### WHAT IS BEING ASKED
Which lines run from the one containing "indicate the small wave, one dot per instance" to the end of the entries below? Retype exactly those, both ends included.

(Referring expression data)
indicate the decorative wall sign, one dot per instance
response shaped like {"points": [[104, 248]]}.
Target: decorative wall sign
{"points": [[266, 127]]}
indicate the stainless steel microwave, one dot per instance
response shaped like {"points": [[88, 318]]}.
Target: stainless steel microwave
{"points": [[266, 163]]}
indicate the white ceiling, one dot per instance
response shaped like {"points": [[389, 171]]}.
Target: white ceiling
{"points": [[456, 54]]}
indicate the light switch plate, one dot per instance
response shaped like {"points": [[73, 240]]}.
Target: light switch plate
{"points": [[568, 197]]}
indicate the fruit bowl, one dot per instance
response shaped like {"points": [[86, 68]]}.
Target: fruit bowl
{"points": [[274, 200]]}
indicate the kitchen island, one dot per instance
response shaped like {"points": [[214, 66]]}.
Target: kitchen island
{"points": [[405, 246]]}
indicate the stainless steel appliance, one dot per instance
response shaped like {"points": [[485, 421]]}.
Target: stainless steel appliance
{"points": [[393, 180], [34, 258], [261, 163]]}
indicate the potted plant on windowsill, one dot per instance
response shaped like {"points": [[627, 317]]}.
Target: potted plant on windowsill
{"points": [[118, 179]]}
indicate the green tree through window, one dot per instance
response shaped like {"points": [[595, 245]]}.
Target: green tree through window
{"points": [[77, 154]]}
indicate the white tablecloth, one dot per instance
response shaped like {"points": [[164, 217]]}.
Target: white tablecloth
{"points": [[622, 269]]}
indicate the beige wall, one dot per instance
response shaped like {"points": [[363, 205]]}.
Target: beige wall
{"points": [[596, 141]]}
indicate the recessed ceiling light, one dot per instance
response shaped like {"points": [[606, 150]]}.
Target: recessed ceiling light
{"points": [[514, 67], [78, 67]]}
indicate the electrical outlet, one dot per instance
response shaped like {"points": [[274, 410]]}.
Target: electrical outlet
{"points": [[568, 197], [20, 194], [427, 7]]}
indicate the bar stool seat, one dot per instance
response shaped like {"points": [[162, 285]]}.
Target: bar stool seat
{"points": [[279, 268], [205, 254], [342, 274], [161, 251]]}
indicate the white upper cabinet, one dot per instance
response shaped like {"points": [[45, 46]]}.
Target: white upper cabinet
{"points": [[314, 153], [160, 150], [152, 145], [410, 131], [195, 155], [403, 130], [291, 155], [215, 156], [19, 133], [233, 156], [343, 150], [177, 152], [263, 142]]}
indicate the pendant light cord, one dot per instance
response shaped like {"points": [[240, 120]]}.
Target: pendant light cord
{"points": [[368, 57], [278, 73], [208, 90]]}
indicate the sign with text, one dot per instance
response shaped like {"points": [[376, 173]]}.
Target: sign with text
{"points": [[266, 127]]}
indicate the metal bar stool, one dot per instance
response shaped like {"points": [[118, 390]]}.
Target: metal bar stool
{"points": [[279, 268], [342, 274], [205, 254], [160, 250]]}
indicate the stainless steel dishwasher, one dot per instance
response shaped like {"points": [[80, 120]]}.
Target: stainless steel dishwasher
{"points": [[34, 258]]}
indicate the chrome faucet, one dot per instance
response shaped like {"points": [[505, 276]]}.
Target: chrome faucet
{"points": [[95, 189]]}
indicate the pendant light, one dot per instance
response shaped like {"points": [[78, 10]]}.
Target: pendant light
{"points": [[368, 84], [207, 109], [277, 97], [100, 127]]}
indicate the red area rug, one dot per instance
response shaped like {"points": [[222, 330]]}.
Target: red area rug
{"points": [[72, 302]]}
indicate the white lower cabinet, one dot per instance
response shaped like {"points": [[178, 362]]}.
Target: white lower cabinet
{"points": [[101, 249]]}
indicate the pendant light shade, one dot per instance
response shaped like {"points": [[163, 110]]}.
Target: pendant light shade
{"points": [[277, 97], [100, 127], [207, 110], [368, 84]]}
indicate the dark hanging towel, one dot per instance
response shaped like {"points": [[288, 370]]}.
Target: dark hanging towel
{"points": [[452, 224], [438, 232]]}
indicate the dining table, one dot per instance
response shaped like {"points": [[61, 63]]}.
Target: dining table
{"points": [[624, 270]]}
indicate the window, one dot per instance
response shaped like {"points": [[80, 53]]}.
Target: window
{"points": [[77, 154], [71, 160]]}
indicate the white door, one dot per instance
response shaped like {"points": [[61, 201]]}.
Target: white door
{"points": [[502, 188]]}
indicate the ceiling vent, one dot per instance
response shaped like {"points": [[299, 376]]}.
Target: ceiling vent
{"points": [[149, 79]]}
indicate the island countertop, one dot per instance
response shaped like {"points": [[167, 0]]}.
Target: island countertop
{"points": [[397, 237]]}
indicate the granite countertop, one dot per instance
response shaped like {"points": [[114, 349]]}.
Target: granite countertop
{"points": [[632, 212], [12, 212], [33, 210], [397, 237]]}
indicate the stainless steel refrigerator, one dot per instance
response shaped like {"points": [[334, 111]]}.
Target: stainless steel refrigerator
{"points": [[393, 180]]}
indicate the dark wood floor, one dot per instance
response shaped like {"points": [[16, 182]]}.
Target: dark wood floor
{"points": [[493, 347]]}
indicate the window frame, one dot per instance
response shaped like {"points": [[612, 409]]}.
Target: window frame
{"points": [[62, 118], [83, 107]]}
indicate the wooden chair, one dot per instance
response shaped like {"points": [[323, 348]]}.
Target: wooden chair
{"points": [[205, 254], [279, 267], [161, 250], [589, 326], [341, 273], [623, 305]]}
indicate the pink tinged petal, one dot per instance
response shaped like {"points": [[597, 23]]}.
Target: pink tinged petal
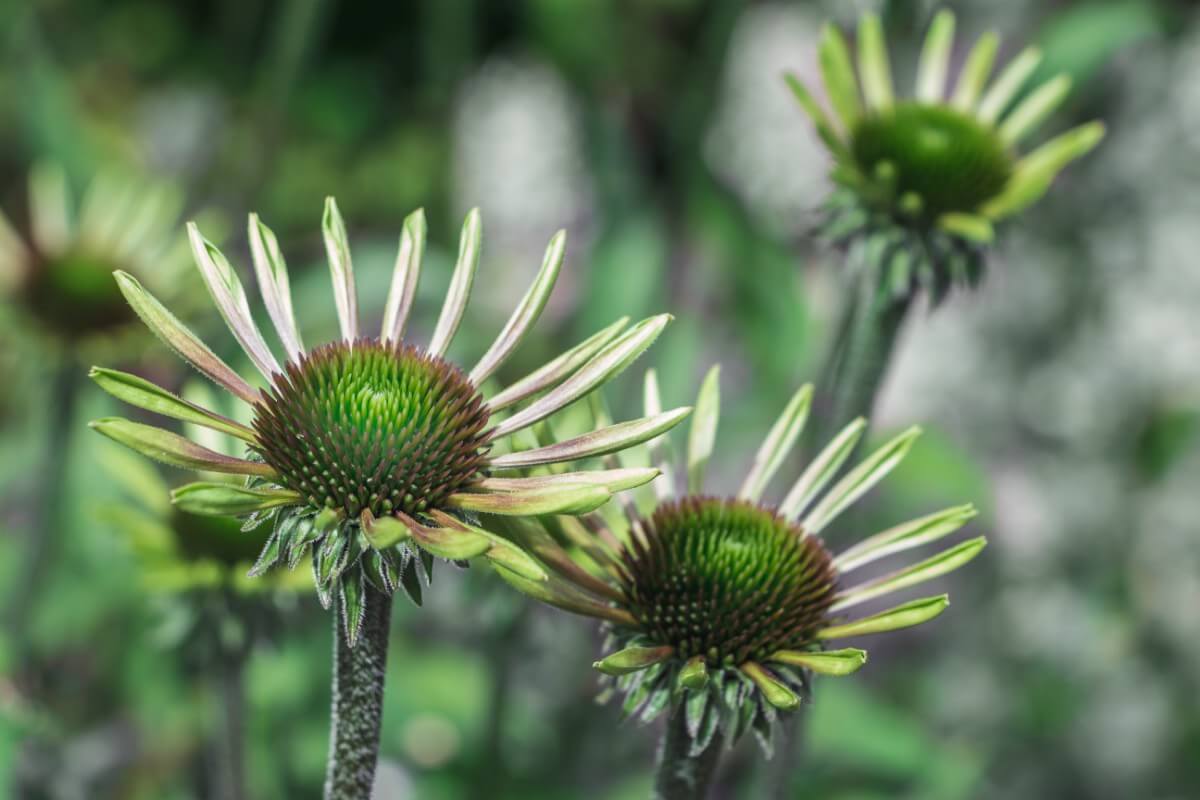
{"points": [[405, 276], [460, 284], [526, 313], [231, 300], [174, 450], [177, 336], [273, 282], [337, 250]]}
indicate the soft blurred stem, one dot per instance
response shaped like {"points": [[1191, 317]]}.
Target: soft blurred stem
{"points": [[681, 775], [357, 710], [47, 527]]}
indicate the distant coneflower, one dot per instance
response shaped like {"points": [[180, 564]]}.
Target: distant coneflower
{"points": [[375, 455], [719, 607], [923, 179]]}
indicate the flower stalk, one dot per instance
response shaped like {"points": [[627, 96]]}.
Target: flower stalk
{"points": [[357, 709]]}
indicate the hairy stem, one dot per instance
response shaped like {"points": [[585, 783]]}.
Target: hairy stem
{"points": [[681, 775], [358, 699]]}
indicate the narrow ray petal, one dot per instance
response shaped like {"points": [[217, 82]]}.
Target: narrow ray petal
{"points": [[909, 614], [606, 364], [553, 372], [141, 392], [274, 284], [229, 296], [460, 284], [838, 74], [177, 336], [873, 62], [702, 434], [829, 662], [174, 450], [1008, 83], [976, 72], [1031, 112], [337, 251], [859, 480], [405, 276], [526, 313], [935, 58], [777, 445], [935, 566], [906, 536], [229, 500], [597, 443], [822, 469]]}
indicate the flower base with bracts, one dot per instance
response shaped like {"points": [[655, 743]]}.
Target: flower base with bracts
{"points": [[923, 180], [372, 455], [718, 608]]}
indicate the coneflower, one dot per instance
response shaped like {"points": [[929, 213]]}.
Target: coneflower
{"points": [[371, 455], [719, 608]]}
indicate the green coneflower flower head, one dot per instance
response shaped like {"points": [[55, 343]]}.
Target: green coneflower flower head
{"points": [[721, 607], [61, 271], [372, 455], [923, 179]]}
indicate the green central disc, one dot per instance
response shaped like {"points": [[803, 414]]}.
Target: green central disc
{"points": [[727, 579], [373, 426], [948, 158]]}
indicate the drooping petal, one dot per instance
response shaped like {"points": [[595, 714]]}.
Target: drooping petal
{"points": [[775, 446], [229, 500], [553, 372], [976, 72], [702, 434], [405, 276], [935, 58], [838, 74], [935, 566], [873, 62], [1008, 83], [174, 450], [633, 659], [905, 536], [822, 469], [828, 662], [151, 397], [460, 284], [526, 312], [1031, 112], [859, 480], [229, 296], [909, 614], [337, 251], [274, 284], [1036, 172], [606, 364], [177, 336], [597, 443]]}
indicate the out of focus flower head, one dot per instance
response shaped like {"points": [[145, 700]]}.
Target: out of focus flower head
{"points": [[922, 180]]}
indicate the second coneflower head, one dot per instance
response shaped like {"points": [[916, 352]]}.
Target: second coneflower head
{"points": [[922, 180], [720, 607], [371, 455]]}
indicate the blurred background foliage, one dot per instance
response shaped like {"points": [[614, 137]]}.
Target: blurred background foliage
{"points": [[1062, 397]]}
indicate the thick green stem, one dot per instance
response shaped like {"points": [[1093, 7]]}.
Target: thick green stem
{"points": [[681, 775], [358, 699]]}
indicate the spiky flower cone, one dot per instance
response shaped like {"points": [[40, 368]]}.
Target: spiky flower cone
{"points": [[372, 455], [922, 180], [719, 608]]}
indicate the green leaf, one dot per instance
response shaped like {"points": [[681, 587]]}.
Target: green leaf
{"points": [[702, 435], [174, 450], [894, 619], [226, 499], [831, 662]]}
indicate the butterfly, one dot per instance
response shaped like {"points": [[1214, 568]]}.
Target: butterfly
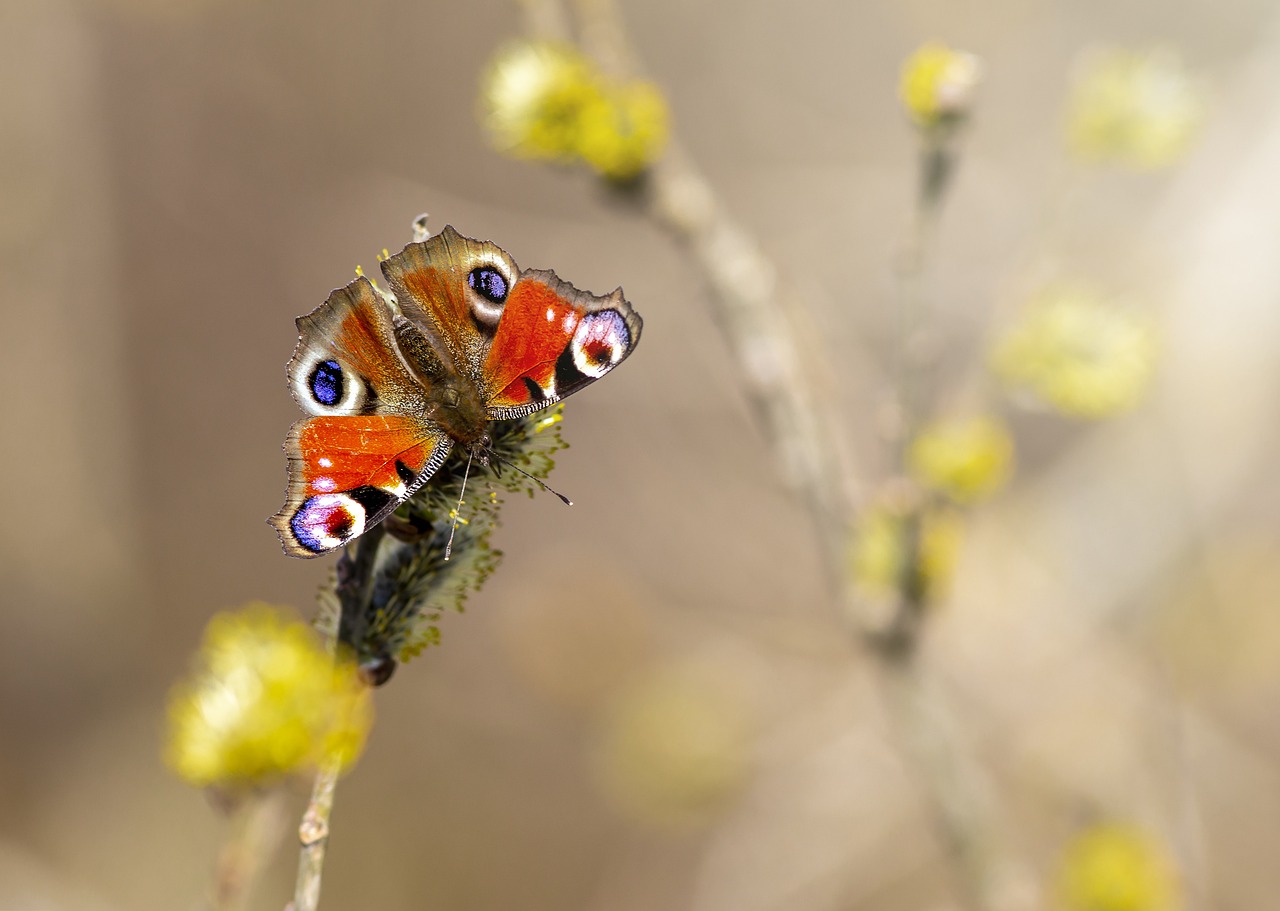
{"points": [[393, 381]]}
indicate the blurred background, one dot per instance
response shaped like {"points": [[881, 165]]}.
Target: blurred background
{"points": [[656, 701]]}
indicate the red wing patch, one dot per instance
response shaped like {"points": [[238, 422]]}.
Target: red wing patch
{"points": [[348, 472], [536, 328]]}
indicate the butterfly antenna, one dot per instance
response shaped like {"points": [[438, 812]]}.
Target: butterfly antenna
{"points": [[535, 480], [466, 474]]}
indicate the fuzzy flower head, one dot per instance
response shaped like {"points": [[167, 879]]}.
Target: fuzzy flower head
{"points": [[625, 131], [882, 543], [964, 458], [1116, 868], [264, 701], [938, 83], [547, 101], [1078, 353], [1138, 109]]}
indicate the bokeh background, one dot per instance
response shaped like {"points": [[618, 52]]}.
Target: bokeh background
{"points": [[654, 704]]}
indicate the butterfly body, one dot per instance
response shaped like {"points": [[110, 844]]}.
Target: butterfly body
{"points": [[394, 380]]}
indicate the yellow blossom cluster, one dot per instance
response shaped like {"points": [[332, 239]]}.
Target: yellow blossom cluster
{"points": [[1115, 866], [1139, 109], [1079, 353], [937, 85], [544, 100], [264, 700], [882, 543], [965, 458]]}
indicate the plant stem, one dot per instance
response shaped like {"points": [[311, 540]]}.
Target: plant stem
{"points": [[257, 823], [314, 836], [353, 578]]}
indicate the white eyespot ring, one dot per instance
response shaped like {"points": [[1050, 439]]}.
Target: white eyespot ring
{"points": [[599, 343], [487, 307], [325, 385]]}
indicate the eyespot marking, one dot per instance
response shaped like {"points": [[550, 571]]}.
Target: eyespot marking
{"points": [[488, 283], [327, 383], [327, 521], [599, 343]]}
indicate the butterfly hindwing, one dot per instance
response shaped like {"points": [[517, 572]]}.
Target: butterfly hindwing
{"points": [[347, 472], [369, 444], [394, 381]]}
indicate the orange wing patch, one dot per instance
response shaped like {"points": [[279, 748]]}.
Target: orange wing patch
{"points": [[536, 328]]}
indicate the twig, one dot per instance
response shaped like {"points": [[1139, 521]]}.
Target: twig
{"points": [[257, 823], [352, 581], [314, 836], [746, 293]]}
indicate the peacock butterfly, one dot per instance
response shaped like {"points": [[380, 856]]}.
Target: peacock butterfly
{"points": [[394, 380]]}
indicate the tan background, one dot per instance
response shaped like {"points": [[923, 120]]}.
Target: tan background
{"points": [[178, 181]]}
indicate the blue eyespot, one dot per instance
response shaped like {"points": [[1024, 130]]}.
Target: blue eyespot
{"points": [[488, 283], [327, 383]]}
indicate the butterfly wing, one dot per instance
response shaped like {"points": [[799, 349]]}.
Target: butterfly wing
{"points": [[453, 288], [552, 340], [368, 447], [525, 339]]}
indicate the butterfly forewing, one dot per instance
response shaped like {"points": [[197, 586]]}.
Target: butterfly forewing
{"points": [[552, 340], [394, 384], [369, 444]]}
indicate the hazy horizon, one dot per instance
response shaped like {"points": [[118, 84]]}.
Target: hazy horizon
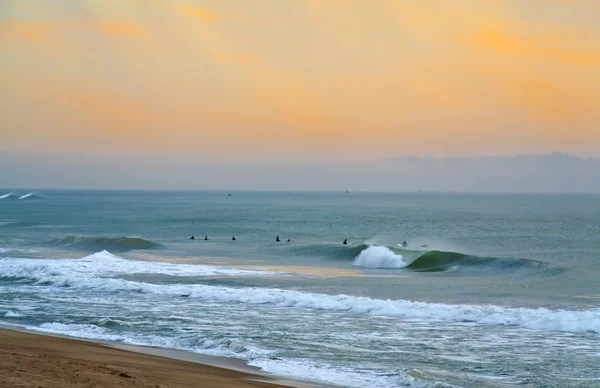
{"points": [[536, 173], [301, 95]]}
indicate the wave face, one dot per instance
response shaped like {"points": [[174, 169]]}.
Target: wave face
{"points": [[9, 196], [379, 257], [435, 261], [93, 273], [29, 196], [114, 244]]}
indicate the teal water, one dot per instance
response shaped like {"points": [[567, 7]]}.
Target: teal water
{"points": [[505, 292]]}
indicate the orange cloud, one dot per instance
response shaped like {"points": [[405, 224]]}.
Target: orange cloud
{"points": [[509, 45], [203, 14], [224, 57], [544, 100], [123, 30], [31, 31]]}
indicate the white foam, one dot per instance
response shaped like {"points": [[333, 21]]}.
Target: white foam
{"points": [[106, 264], [323, 373], [77, 330], [12, 314], [91, 273], [379, 257]]}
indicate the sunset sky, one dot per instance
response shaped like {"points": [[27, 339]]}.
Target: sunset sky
{"points": [[276, 81]]}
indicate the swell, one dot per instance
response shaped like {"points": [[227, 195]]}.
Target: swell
{"points": [[113, 244], [436, 261], [90, 275], [376, 256], [9, 196]]}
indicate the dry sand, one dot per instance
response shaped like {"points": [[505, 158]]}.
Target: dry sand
{"points": [[42, 361]]}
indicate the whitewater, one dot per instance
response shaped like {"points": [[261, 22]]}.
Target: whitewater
{"points": [[491, 291]]}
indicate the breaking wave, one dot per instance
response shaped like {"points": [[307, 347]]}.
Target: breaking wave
{"points": [[29, 196], [379, 257], [9, 196], [114, 244], [100, 273]]}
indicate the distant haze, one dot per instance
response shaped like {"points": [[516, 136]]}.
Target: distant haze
{"points": [[526, 173], [300, 94]]}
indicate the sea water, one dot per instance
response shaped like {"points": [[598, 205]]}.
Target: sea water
{"points": [[490, 291]]}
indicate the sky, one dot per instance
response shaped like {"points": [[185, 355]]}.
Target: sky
{"points": [[237, 94]]}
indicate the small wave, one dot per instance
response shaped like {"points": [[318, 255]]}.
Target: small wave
{"points": [[437, 261], [330, 251], [12, 314], [93, 274], [379, 257], [29, 196], [114, 244], [100, 264]]}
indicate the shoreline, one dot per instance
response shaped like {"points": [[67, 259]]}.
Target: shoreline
{"points": [[33, 359]]}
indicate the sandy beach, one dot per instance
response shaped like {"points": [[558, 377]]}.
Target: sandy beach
{"points": [[40, 361]]}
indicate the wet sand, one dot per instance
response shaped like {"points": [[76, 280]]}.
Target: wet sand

### RESULT OF THE TASK
indicate the small wave, one dot per instance
response shaped like {"points": [[318, 255]]}.
Target: small wave
{"points": [[437, 261], [330, 251], [12, 314], [93, 274], [379, 257], [29, 196], [114, 244], [100, 264]]}
indicate the shoreline, one dot per instance
response shaped like {"points": [[67, 259]]}.
Target: shoreline
{"points": [[33, 359]]}
indicate the sandy beach, one dot per instance
response shaped like {"points": [[558, 377]]}.
Target: sandy beach
{"points": [[40, 361]]}
indicate the wet sand, one dot per instance
response shaped like {"points": [[76, 280]]}.
Target: wet sand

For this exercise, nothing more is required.